• SUPPLIED DATA:
## BEGIN

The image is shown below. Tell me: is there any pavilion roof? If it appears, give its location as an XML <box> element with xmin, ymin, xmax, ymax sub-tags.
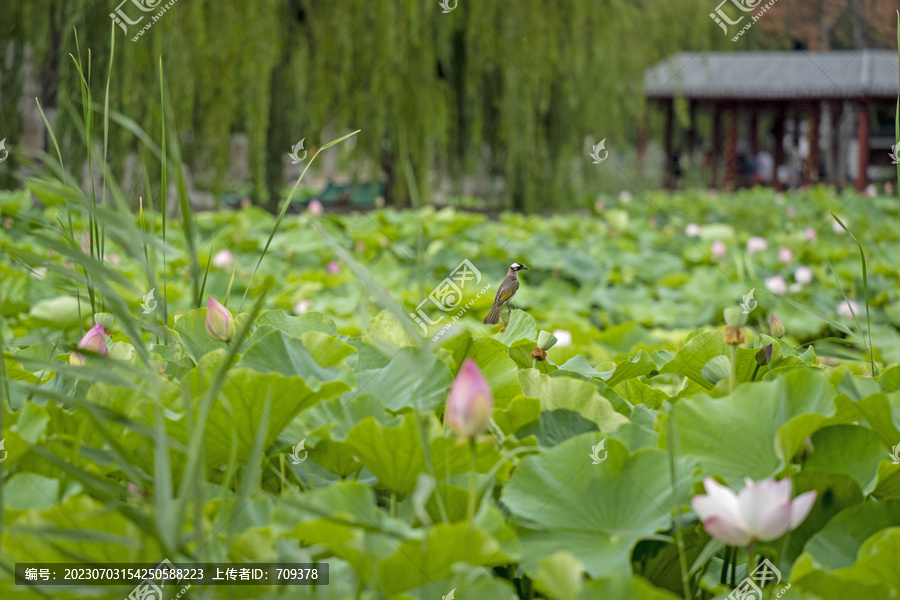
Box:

## END
## BEGIN

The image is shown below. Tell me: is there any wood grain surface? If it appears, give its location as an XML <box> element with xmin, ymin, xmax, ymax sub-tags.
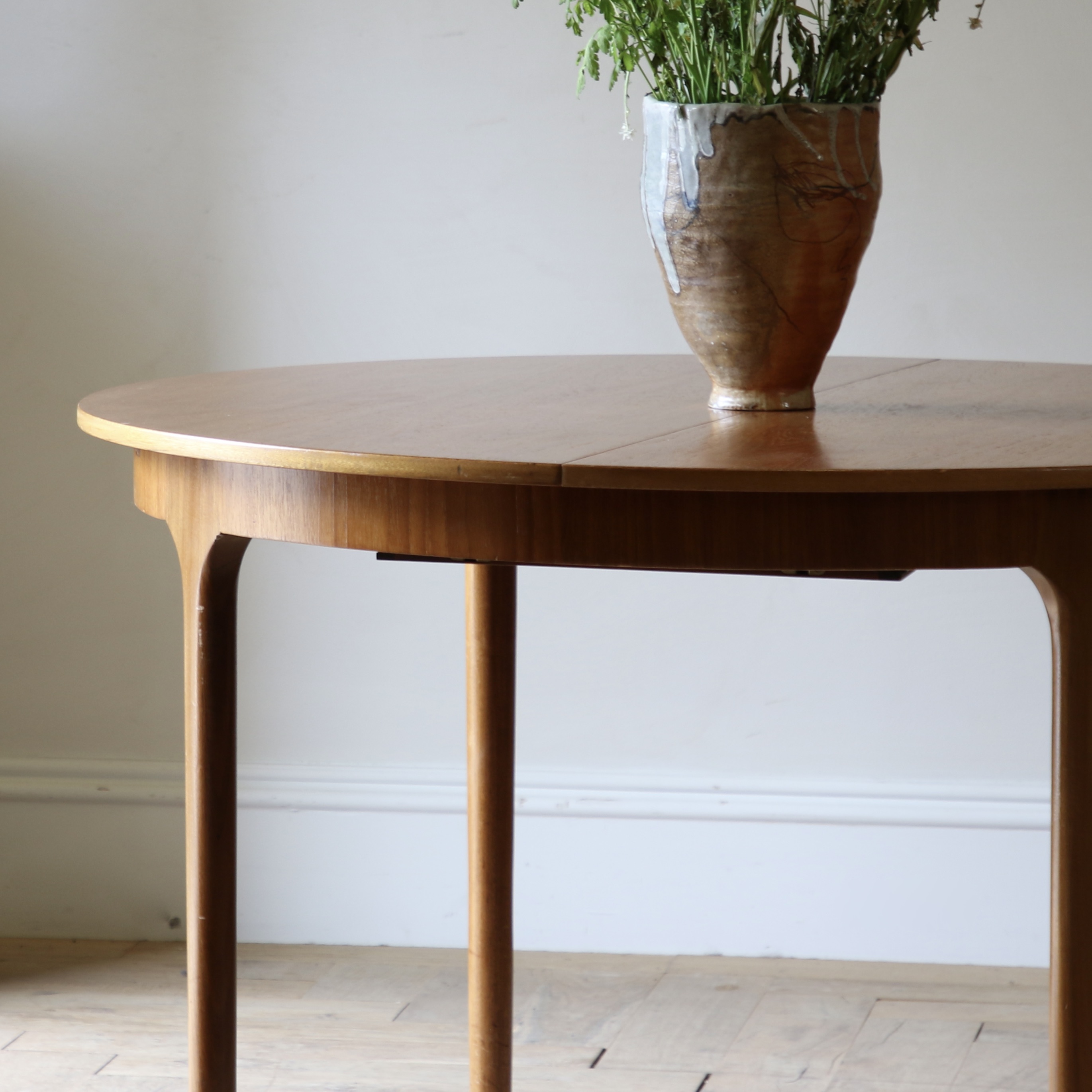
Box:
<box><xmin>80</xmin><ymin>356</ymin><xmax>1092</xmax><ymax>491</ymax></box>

## END
## BEGIN

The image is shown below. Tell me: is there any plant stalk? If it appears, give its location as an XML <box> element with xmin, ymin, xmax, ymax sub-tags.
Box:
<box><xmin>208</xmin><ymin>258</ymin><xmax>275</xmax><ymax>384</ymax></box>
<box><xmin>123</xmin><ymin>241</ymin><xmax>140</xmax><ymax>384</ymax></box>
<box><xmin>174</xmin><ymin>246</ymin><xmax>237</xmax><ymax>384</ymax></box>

## END

• WHAT TO WORK ON:
Copy out each line of the data above that contains the word "below". Case counts.

• OUTPUT FOR THIS TASK:
The image is shown below. Tell me: is there any pavilion roof? If it appears, give its location as an XML <box> element with xmin, ymin, xmax, ymax sub-tags.
The image is shown below. Tell me: is there any wood grain surface? If it appears, give its location as an XML <box> element with xmin, ymin, xmax, ymax sub-tags.
The image is shown below. Tell me: is there any plant stalk? If it appears, give its location as an XML <box> element with xmin, ymin, xmax, ymax sub-tags.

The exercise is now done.